### 文書抜粋
/---

書籍目録

『日本での旅行者のための新ガイドブック』

シェーデル / (シュレーダー)

『日本での旅行者のための新ガイドブック』

1899年? 横浜刊

Shedel J(osef). / (Schroeder, F(ranz).)

NEW GUIDE BOOK FOR TRAVELLERS IN JAPAN. PRESENTED BY The Normal Dispensary (J. SHEDEL)

Yokohama, (Printed at the) "Eastern World" Office, 1899?. <AB2017117>

Sold

10.1 cm x 13.5 cm, Front, pp. [1(Title)-7(Preface), 8], 9-141, 1 leaf (Contents), Original cloth.
表紙右下部分に水やけによると思われる染みあり

Information

横浜居留地で薬局店を経営していたドイツ人シェーデルによる英文日本ガイドブック。横浜で刊行されていた新聞Eastern World編集者シュレーダーの協力と出版

 この珍しい小型のポケット英文日本ガイドブックを書いたのは、横浜で1891年から1899年までの間、Normal Dispensaryという薬局店を開いて成功を収めていたドイツ人シェーデル(Josef Schedel 1856 - 1943)です。彼は横浜居留地返還を機にアメリカを経由してドイツに帰りますが、その前に本書のような英文ガイドブックを刊行していたことは、おそらくこれまでほとんど知られることがなかったものと思われます。

 また、このガイドブックを印刷したのは、当時の横浜で刊行されていた英字新聞Eastern Worldの発行所であることがタイトルページに明記されており、この新聞を発行していたドイツ人シュレーダー(Karle Daniel Franz Schroeder, 1846 - 1923)も本文作成に協力していたことも序文で述べられています。両者の詳しい交流関係は不明ですが、恐らくドイツ人クラブあるいはドイツ東アジア自然民俗学協会(Deutsdhe Gesellshaft für Naturund Völkerkunde Ostasiens,略称OAG)で交流があったものと思われます。

\---

### 資料抜粋
/---

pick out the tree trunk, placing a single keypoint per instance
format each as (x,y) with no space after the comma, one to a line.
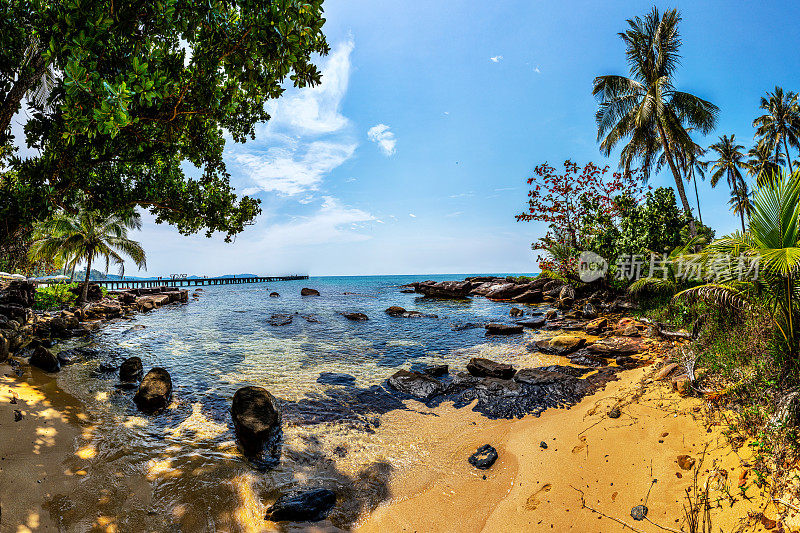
(786,149)
(85,290)
(678,180)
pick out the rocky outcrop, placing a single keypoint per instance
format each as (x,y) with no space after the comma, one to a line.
(308,506)
(155,391)
(480,367)
(256,419)
(415,384)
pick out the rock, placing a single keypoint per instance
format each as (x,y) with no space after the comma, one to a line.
(395,310)
(481,367)
(415,384)
(336,378)
(484,457)
(44,359)
(561,344)
(666,371)
(155,391)
(308,506)
(686,462)
(355,316)
(532,323)
(256,418)
(131,370)
(502,329)
(639,512)
(596,326)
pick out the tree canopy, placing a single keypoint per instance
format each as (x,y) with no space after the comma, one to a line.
(130,103)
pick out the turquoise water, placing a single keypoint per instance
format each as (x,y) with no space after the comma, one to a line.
(186,457)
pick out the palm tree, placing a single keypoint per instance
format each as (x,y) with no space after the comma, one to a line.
(772,242)
(646,108)
(779,127)
(730,159)
(762,165)
(87,236)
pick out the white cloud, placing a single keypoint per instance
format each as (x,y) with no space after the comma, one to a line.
(383,136)
(306,138)
(332,223)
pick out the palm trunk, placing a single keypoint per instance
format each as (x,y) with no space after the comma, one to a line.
(678,180)
(85,290)
(786,149)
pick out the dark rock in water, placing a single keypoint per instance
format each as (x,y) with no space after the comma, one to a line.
(155,391)
(280,320)
(395,310)
(532,323)
(256,418)
(502,329)
(436,371)
(484,458)
(308,506)
(131,370)
(639,512)
(481,367)
(355,316)
(44,359)
(415,384)
(336,378)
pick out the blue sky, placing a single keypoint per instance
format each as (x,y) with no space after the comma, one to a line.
(412,155)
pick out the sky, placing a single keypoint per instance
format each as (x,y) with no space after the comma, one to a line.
(412,155)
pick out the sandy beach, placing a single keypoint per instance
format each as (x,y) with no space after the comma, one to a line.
(615,464)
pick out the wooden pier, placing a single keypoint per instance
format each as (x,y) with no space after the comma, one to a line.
(116,284)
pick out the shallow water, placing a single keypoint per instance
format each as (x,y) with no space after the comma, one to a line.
(181,470)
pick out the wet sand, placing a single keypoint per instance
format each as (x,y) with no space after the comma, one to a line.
(613,462)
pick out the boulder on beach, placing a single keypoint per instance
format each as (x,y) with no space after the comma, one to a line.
(131,370)
(44,359)
(355,316)
(561,344)
(308,506)
(480,367)
(484,457)
(155,391)
(256,418)
(502,329)
(415,384)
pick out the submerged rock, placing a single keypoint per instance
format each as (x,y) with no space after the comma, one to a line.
(155,391)
(415,384)
(484,457)
(131,370)
(480,367)
(44,359)
(308,506)
(256,418)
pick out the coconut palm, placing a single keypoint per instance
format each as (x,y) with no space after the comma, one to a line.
(87,236)
(762,164)
(779,127)
(772,242)
(730,160)
(645,108)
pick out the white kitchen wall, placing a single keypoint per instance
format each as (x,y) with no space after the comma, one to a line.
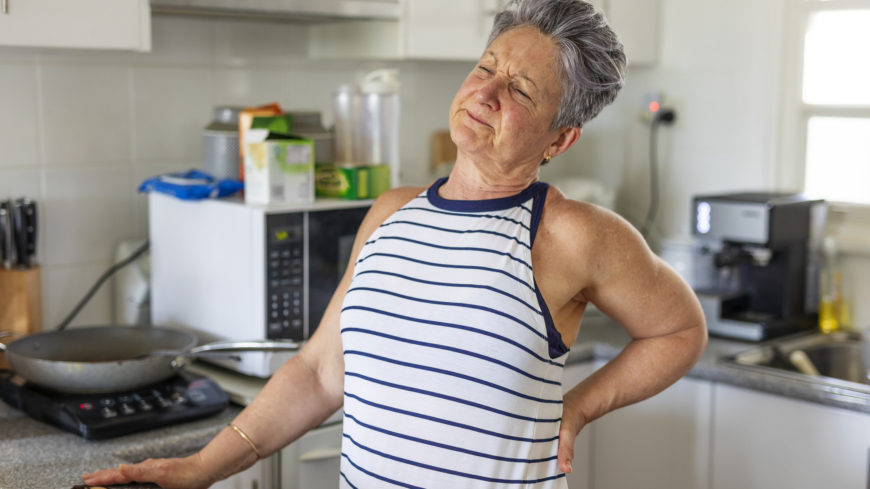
(80,129)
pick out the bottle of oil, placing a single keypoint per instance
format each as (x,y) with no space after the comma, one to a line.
(834,310)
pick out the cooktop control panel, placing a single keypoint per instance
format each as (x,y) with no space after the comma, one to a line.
(96,416)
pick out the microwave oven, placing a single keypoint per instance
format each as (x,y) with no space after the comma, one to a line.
(227,271)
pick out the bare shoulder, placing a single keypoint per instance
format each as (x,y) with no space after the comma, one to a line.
(567,221)
(598,241)
(386,205)
(393,200)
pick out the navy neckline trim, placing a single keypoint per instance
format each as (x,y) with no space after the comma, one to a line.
(490,205)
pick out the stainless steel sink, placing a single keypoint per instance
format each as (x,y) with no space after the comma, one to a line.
(841,358)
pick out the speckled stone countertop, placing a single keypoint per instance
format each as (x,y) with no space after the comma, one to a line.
(37,456)
(34,455)
(601,338)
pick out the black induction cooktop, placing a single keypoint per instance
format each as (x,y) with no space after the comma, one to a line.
(97,416)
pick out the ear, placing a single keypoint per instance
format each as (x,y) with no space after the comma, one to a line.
(567,137)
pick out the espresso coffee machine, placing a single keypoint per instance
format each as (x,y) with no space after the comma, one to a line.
(755,271)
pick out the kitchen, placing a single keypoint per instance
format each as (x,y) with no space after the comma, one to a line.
(81,129)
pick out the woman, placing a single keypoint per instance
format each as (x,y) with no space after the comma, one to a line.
(445,341)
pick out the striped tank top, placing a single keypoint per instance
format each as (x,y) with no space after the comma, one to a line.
(452,361)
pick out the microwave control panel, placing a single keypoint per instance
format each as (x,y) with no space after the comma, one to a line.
(285,276)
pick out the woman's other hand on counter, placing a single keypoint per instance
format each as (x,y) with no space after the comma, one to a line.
(168,473)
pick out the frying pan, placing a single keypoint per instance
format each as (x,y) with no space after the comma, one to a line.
(111,358)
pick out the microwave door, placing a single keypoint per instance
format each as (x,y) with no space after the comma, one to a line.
(331,236)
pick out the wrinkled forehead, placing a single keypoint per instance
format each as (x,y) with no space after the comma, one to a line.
(527,54)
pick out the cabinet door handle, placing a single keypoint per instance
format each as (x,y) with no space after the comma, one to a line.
(320,454)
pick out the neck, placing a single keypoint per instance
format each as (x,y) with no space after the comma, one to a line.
(469,181)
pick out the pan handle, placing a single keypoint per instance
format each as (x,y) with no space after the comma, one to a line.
(4,334)
(230,347)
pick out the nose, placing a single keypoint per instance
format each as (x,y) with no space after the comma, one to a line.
(488,94)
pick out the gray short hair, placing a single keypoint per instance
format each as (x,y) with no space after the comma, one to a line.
(591,58)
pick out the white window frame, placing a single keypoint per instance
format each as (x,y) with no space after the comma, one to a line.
(848,222)
(795,113)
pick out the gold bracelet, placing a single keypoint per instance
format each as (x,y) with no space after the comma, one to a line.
(253,447)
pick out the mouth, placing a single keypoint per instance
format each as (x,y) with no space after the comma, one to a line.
(476,119)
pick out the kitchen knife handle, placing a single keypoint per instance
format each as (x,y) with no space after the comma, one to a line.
(31,232)
(20,225)
(3,253)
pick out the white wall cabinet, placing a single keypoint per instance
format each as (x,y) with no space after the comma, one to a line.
(772,442)
(660,443)
(458,30)
(448,29)
(454,30)
(90,24)
(637,24)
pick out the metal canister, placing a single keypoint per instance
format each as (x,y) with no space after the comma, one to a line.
(309,125)
(220,144)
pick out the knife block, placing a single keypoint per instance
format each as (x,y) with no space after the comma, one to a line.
(20,304)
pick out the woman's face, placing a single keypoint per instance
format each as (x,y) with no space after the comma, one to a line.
(503,111)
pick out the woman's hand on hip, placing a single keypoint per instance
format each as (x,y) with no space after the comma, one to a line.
(168,473)
(573,420)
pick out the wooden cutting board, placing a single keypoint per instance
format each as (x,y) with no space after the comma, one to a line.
(20,304)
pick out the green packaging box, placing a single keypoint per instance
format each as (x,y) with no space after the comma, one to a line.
(351,182)
(279,167)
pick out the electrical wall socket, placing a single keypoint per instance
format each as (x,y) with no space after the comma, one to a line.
(663,101)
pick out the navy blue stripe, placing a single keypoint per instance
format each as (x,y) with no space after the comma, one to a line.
(449,447)
(464,267)
(448,471)
(556,345)
(485,250)
(450,348)
(489,216)
(450,398)
(453,374)
(454,304)
(468,231)
(376,476)
(449,423)
(346,479)
(456,326)
(443,284)
(491,205)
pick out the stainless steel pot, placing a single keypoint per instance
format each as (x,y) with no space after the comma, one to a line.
(112,358)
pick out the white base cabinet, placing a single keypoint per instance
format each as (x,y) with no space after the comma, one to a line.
(89,24)
(258,476)
(660,443)
(771,442)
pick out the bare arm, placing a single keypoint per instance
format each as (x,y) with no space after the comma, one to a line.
(656,307)
(302,394)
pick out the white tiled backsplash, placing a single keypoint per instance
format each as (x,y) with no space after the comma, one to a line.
(80,129)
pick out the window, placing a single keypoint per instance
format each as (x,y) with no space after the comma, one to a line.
(835,100)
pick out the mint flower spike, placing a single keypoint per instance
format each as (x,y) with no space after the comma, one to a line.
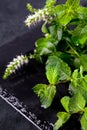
(39,15)
(15,64)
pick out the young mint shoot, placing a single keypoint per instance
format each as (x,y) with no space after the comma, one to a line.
(64,46)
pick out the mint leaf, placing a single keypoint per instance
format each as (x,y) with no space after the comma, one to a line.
(46,94)
(57,70)
(83,61)
(62,118)
(64,16)
(76,103)
(83,120)
(79,35)
(65,103)
(73,3)
(44,46)
(82,13)
(78,83)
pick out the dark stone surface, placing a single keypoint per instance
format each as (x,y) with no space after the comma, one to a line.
(12,16)
(10,119)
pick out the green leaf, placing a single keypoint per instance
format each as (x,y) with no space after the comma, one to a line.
(50,3)
(64,15)
(62,118)
(78,83)
(79,35)
(83,61)
(76,103)
(46,94)
(57,70)
(44,28)
(44,46)
(73,3)
(82,13)
(65,103)
(83,120)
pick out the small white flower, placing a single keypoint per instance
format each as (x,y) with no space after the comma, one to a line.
(41,14)
(15,64)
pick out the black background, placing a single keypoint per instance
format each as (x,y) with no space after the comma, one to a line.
(12,16)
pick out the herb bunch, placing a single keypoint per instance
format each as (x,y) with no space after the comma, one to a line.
(65,47)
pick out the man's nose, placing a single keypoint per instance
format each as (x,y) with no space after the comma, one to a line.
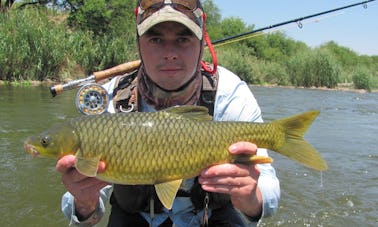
(170,53)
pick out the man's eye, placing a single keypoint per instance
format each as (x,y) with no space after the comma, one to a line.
(155,40)
(183,40)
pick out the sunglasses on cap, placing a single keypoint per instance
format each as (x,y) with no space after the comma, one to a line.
(191,8)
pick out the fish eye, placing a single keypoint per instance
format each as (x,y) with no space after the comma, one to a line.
(45,141)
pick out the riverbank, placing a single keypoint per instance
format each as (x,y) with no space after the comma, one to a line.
(340,87)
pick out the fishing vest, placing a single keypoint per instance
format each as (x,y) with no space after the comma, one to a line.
(125,94)
(128,200)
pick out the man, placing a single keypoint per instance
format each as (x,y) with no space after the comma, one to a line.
(171,37)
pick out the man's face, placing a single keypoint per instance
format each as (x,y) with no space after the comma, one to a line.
(170,52)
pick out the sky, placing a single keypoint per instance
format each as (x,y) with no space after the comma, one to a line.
(355,28)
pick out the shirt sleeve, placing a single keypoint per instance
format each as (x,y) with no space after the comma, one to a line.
(235,102)
(68,208)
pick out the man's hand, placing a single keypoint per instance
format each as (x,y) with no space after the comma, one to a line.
(237,180)
(86,190)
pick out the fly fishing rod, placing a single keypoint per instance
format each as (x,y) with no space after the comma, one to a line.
(297,21)
(92,98)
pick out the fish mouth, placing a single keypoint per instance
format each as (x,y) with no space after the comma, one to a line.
(31,149)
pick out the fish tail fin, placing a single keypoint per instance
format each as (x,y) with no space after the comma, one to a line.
(294,146)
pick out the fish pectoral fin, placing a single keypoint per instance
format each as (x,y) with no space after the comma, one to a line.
(87,166)
(167,192)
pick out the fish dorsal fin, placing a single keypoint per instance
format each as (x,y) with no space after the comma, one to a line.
(200,113)
(167,192)
(87,166)
(251,159)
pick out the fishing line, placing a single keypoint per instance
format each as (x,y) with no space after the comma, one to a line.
(298,21)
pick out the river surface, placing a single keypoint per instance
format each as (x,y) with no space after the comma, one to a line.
(345,133)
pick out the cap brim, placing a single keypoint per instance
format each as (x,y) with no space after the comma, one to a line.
(169,14)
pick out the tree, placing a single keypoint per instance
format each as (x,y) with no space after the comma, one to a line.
(7,5)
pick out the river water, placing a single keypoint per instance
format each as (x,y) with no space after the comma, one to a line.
(345,133)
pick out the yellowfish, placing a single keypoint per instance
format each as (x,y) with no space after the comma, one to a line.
(163,148)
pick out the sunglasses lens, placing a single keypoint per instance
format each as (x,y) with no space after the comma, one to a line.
(188,4)
(186,7)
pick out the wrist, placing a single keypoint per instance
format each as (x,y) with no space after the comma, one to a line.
(84,209)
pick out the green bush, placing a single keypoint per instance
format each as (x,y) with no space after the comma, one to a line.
(314,68)
(362,79)
(30,46)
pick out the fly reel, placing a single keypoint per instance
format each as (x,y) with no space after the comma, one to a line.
(92,99)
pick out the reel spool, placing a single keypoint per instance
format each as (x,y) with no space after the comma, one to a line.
(92,99)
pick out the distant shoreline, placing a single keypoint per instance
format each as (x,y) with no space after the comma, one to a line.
(341,87)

\---

### 課題
シェーデルのガイドブックに関する解説文を、最後の文に続けて書き進めてください。 資料は、シェーデルのガイドブックに関する解説文とは別個のものです。

### 解答
 ガイドブックの内容は横浜を中心とした各地の見所、施設、度量衡、簡単な言葉などを在住者の視点からコンパクトにまとめたものですが、居留地返還に伴う外国人遊歩規定廃止による変化と今後の可能性については特に強調しており、単なる旅行者だけでなく、来日してビジネスを試みる者にとっても有用となるような記述がなされています。また、薬局店を経営していたシェーデルらしく、病院や急病に対応する薬の処方などが掲載されているなど、大変ユニークな内容となっています。

 横浜在住のドイツ人によって独自の視点で書かれた、しかも居留地返還という節目の時期を意識して書かれている大変ユニークな英文ガイドブックです。

冒頭に掲載されているNormal Dispensaryの外観写真。
Normal Dispensaryの広告とタイトルページ。表紙部分から水やけによるシミがある。
序文。
Normal Dispensaryの広告は複数回登場する。テキスト中には多数の広告ページがあり、当時の横浜を中心とした商業状況を伺うことができる。
主要な観光地の紹介
居留地返還に伴う外国人を取り巻く状況と商業環境の変化については特に詳しく、単なる旅行ガイドブックとは異なる趣がある。
病院や医療関係の記事も多い。
出版元である英字新聞Eastern Worldの広告も確認できる。
表紙は刊行当時のものと思われるクロス装丁・水シミがあるが、本文の状態は良好。手帳サイズのコンパクトなガイドブックで携行にも便利であったと思われる。